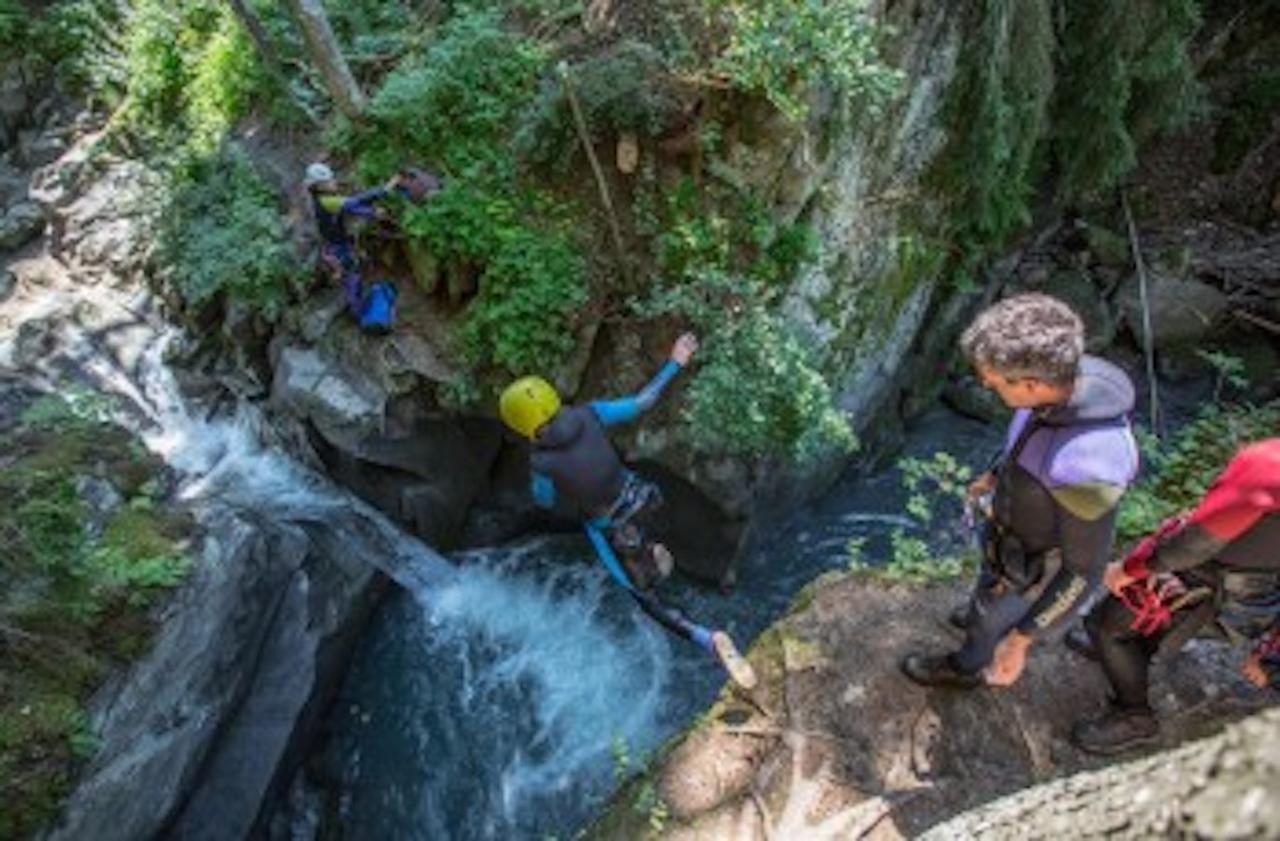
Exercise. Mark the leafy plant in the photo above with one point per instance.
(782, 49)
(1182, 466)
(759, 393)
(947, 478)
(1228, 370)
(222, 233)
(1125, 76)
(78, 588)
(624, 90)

...

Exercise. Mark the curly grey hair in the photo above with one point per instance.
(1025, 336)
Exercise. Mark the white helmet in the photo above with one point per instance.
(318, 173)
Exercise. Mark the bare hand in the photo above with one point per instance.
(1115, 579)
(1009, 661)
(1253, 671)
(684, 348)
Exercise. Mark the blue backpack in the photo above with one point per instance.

==

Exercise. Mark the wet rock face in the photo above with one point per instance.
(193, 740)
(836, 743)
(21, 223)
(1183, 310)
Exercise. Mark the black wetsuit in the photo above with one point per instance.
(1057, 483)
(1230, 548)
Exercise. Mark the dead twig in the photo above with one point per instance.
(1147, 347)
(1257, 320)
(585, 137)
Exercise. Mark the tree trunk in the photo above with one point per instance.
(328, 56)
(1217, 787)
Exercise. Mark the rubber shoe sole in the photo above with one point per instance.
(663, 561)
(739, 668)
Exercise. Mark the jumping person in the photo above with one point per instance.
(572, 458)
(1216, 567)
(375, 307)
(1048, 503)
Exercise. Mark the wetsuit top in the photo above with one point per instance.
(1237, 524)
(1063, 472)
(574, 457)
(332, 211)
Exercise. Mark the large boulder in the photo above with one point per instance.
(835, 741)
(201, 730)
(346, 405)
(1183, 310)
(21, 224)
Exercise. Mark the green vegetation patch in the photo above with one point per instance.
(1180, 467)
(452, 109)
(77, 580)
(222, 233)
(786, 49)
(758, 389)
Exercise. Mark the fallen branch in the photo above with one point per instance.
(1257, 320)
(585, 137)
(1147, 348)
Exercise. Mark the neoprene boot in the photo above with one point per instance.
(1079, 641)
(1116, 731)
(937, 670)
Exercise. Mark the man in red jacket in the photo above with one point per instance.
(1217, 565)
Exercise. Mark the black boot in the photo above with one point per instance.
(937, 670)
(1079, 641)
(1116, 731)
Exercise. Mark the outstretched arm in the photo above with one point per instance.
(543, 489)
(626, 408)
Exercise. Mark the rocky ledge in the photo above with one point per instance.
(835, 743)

What the task requires: Can you copy out every line from the line with "Exercise. Mark the curly" to the line with "Exercise. Mark the blue", keeping the other lines unchanged and raising each number in the point coordinates by 5?

The answer:
Exercise. Mark the curly grey hair in the photo above with one point per instance.
(1030, 341)
Exercise. Mark the white helmet in the photo above with one point per instance.
(323, 178)
Exercise. Mark the bare hand in the photo above with one point per instance.
(1120, 584)
(1014, 666)
(1258, 676)
(689, 353)
Exercise. Mark the blue backpack in the photo above with one point per instance.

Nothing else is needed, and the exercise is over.